┌─ RECORDED INFORMATION

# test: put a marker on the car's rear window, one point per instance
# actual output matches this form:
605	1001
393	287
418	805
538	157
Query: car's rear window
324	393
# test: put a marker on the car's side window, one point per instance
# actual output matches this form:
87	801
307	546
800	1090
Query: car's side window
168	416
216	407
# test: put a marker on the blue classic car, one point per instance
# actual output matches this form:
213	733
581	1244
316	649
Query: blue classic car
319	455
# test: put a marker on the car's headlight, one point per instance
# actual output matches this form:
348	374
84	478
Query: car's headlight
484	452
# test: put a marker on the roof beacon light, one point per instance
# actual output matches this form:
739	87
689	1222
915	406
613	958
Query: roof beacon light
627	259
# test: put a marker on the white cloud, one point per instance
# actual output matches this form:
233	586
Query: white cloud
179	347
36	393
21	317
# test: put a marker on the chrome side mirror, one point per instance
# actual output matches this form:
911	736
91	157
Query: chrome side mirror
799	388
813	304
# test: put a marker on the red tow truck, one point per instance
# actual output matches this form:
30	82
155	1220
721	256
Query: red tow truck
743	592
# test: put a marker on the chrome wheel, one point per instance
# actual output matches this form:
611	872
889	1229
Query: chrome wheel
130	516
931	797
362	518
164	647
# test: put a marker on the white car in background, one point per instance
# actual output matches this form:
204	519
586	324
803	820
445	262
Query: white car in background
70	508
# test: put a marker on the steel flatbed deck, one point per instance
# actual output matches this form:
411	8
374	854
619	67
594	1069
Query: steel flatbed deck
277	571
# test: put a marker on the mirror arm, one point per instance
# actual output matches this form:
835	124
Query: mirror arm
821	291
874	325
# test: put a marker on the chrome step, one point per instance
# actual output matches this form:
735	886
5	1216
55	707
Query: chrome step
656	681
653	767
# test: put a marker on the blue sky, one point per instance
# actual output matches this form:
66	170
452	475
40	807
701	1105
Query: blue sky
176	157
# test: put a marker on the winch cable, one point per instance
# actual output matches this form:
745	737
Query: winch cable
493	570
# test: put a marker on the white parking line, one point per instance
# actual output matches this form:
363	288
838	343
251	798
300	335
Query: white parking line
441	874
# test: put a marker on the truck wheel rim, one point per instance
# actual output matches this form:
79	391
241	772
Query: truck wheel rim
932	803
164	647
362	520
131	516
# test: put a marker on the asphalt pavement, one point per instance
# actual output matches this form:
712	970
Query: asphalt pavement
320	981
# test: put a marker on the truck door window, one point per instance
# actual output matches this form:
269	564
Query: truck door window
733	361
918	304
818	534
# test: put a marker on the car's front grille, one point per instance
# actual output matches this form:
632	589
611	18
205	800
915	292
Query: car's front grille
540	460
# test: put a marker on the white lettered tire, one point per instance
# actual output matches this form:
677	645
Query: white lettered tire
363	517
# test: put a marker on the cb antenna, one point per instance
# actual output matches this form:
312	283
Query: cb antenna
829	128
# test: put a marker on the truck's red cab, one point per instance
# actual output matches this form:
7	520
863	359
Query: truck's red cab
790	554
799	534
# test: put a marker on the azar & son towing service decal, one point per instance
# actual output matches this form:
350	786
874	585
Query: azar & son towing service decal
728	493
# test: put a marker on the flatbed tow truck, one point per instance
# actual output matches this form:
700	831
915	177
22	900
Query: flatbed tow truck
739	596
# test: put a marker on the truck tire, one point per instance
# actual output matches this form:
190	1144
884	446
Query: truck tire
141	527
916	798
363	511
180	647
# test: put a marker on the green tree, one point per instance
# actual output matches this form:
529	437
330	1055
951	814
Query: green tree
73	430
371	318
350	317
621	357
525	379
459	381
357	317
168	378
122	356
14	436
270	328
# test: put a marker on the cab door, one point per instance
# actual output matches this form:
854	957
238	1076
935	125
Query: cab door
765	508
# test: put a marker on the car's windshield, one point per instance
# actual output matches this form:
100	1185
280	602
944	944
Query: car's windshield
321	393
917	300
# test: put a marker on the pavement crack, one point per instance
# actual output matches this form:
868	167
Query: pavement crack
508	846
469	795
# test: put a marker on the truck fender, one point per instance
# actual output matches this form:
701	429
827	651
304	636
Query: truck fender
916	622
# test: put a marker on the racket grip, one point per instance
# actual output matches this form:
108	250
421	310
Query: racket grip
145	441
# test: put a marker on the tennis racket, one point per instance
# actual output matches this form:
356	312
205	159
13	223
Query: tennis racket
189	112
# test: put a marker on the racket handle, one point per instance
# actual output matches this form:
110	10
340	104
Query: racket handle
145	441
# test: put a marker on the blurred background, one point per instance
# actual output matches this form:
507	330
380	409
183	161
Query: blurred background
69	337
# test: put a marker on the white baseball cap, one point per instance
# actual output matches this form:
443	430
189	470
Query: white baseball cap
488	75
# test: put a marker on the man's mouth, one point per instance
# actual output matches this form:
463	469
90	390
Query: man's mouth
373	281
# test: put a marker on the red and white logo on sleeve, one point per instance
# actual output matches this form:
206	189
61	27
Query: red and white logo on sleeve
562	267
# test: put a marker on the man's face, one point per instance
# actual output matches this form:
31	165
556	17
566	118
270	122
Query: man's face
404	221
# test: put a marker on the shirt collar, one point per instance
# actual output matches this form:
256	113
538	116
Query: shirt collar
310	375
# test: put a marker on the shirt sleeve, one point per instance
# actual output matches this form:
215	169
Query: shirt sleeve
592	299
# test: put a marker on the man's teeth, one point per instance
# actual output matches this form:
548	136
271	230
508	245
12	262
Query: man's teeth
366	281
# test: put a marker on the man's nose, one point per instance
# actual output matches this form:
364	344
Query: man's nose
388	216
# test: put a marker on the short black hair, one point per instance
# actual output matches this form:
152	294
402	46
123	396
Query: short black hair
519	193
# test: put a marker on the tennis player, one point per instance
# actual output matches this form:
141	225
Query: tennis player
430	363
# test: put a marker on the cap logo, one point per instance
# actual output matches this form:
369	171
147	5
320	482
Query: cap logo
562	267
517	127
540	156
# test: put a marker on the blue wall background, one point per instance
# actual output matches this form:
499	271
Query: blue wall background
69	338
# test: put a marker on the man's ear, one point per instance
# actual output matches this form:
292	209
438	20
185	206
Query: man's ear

└─

■ WHAT IS EXPECTED ■
Give the listing again in full, with every line intact.

■ RESPONSE TO THIS TASK ■
# test: put a marker on the car's rear window, one point per instance
# actual output matches this form:
605	1001
393	287
418	805
538	157
Query: car's rear window
324	393
# test: put a marker on the car's side window, one point per instance
# actual output matches this form:
87	801
307	546
800	1090
Query: car's side window
168	416
216	407
# test: put a marker on the blue classic car, one point per instance
# actual output matches this form:
213	733
581	1244
316	649
Query: blue classic car
319	455
# test: put a marker on the car's headlight, one point per instance
# actual output matches this form:
348	374
84	478
Query: car's headlight
484	452
# test: put a marker on the roof beacon light, one point per instance
# actual output matches this form:
739	87
689	1222
915	406
613	958
Query: roof beacon light
627	259
# test: put a marker on the white cloud, one point per instance
# actual output matches this form:
233	586
Query: white cloud
179	347
36	393
21	317
# test: put a marker on the chrome side mirror, one point per instance
# actual output matches this form:
911	736
91	157
Query: chrome side mirror
799	388
813	304
# test: put a marker on the red tow truck, one point per instance
# actual output matches this form:
30	82
155	1220
721	256
Query: red tow truck
743	592
# test: put a marker on the chrome wheel, one point per instance
# actual output matches this form:
611	872
889	1229
Query: chrome wheel
130	516
931	797
362	518
164	647
# test: put a marker on the white car in background, one point per instance
# actual output matches this form:
204	519
586	324
803	820
445	262
Query: white car in background
70	508
# test: put a marker on the steel flatbed deck, one point per instance
# actual output matches this form:
411	8
374	854
619	67
594	1069
Query: steel flatbed deck
277	571
# test: put a marker on the mirror arm, one point per instance
# actual output matches this form:
835	124
Query: mirror arm
821	291
874	325
# test: put a marker on the chrome step, one point per instance
# actual output matches this form:
735	886
5	1216
55	707
Query: chrome step
656	681
653	767
# test: put a marker on the blue sky, one point per instance
# actual output matches this form:
66	170
452	475
40	807
701	1105
Query: blue sky
176	157
# test: put a marker on the winch cable, one point per instance
# actual output matches this form:
745	737
Query: winch cable
493	570
# test: put a marker on the white parking line, one point per instance
# actual output matches this form:
363	288
838	343
251	798
300	335
Query: white parking line
441	874
# test: put a marker on the truck wheel rim, one point per instance
# actual output matches this form:
79	391
241	772
Query: truck wheel rim
932	803
164	647
362	520
131	516
# test: put a marker on the asphalt pavement, one point per instance
# actual output matches this form:
712	970
Query: asphalt pavement
320	981
# test: put a marker on the truck door window, one point per instance
# actual output matches this form:
269	564
Query: truck door window
733	361
918	304
818	534
# test: put a marker on the car's front grille, one point per instance
# actual output matches this form:
632	589
611	18
205	800
915	292
Query: car's front grille
540	460
# test: put a marker on the white lettered tire, one point per instance
# actual output matches this form:
677	645
Query: white lettered tire
363	517
# test: put a marker on the cb antenna, one point per instance
# actual output matches this form:
312	283
Query: cb antenna
829	128
# test: put a marker on the truck's red cab, one point per instance
# actual output matches this form:
7	520
863	359
Query: truck's red cab
790	554
799	534
# test: put a marker on the azar & son towing service decal, one point per instance
# actual output matches this form:
350	786
874	585
Query: azar & son towing service decal
728	493
# test: put a marker on the flatbed tow truck, one point per instance
# actual output matches this form:
700	831
915	177
22	900
Query: flatbed tow truck
739	596
# test: put a marker on the truck tire, one point per instance
# actual output matches this form:
190	1144
884	446
Query: truck tire
141	527
916	798
363	511
180	647
# test: put a marker on the green tree, one point per instance
# actual output matches this form:
529	437
330	1055
951	814
Query: green tree
73	430
371	318
350	317
621	357
525	379
459	381
357	317
168	378
122	356
14	436
270	328
# test: put a marker on the cab door, one point per instance
# actual output matches this form:
854	957
238	1076
935	125
Query: cab door
765	508
# test: put a marker on the car's windshield, one point per instance
# actual output matches this form:
100	1185
280	602
944	944
Query: car's windshield
321	393
917	300
# test: put a marker on the pavement crack, one point per instance
# actual output matches this form:
868	167
Query: pavement crack
508	846
469	795
# test: put a marker on the truck fender, one point per instance
# actual output matches this form:
701	429
827	651
304	636
Query: truck fender
916	622
# test: put a marker on the racket grip, one point per instance
# actual output matches this form:
108	250
421	310
Query: racket grip
145	441
# test: put a marker on the tennis racket, one point per instance
# actual output matches this form:
356	312
205	159
13	223
Query: tennis racket
189	112
# test: put a marker on the racket handle, one point per instance
# actual output matches this form:
110	10
340	104
Query: racket handle
145	441
# test: put a marker on the blurred background, one point per instance
# actual output matches this form:
507	330
380	409
183	161
Query: blurred background
69	337
# test: put a marker on the white baseball cap, one point per instance
# actual output matches this form:
443	430
189	470
Query: white baseball cap
488	75
# test: put a marker on the man's mouth, one point per instance
# actual output matches this form:
463	469
90	390
Query: man's mouth
373	281
# test: put a marker on the red and white logo on sleeve, one point per instance
# actual output matches this form:
206	189
61	27
Query: red and white logo on sleeve
562	267
# test: put a marker on the man's face, one point per instance
# actual output matches this form:
31	165
556	17
566	118
270	122
Query: man's face
404	221
# test: put a marker on the shirt collar, one point per instance
# actual output matches this form:
256	113
538	116
Query: shirt collar
310	375
# test: put a marker on the shirt sleeve, one point per instance
# actual output matches this form:
215	169
Query: shirt sleeve
592	299
# test: put a marker on the man's teeth, one point per instance
# actual output matches this form:
548	136
271	230
508	245
12	262
Query: man's teeth
366	281
# test: put a marker on the man's nose, one point per instance
# actual output matches this form:
364	344
Query: man's nose
388	216
# test: put a marker on the short black hair, one point per instance
# actual output matches this form:
152	294
402	46
123	396
Query: short black hair
519	193
# test: put a marker on the tennis player, one point per instance
# actual output matches this form:
141	225
Query: tennis player
430	363
# test: put a marker on the cap logo, one point per instance
# actual output matches this form:
369	171
147	5
320	482
Query: cap logo
562	267
517	127
540	156
# test: put a marker on the blue wall background, one point per instance
# actual output matches this form:
499	271
Query: blue wall background
69	338
# test: put a marker on the man's ear, one point per instance
# actual output matches this form:
292	209
438	20
185	206
Query: man's ear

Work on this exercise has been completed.